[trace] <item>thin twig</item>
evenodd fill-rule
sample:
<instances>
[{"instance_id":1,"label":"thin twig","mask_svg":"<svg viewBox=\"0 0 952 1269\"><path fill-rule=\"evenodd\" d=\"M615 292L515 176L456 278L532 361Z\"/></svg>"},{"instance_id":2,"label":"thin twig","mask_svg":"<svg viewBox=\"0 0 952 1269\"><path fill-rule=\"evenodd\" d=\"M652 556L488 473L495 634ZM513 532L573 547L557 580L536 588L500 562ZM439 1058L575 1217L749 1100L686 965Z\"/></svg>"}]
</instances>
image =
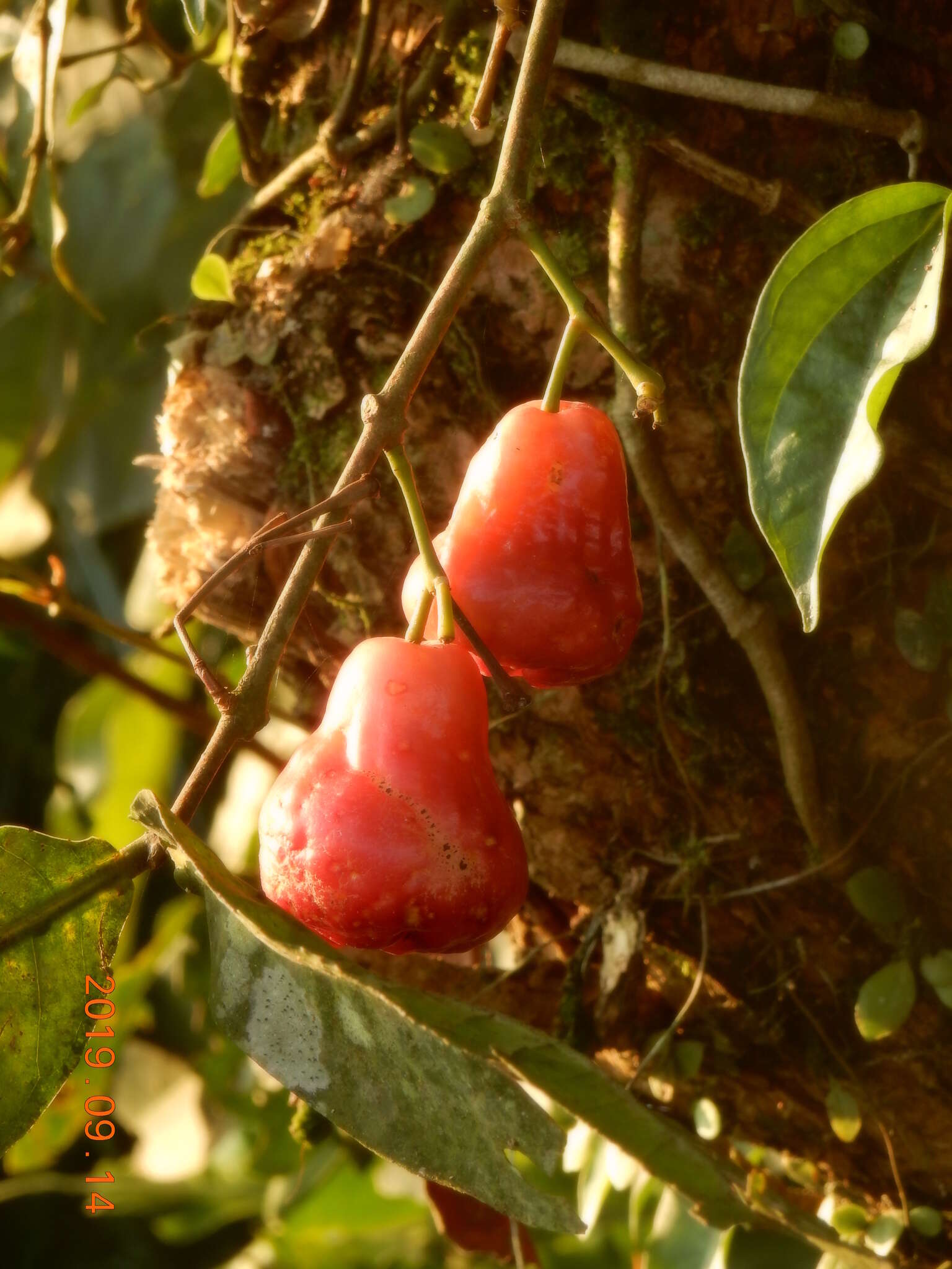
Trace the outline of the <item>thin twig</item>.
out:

■ Set exercise:
Copy out the entries word for word, starting at their first line and stopping after the line that contains "<instances>".

■ Reply to the exercise:
[trace] <item>thin twig</item>
evenodd fill-rule
sample:
<instances>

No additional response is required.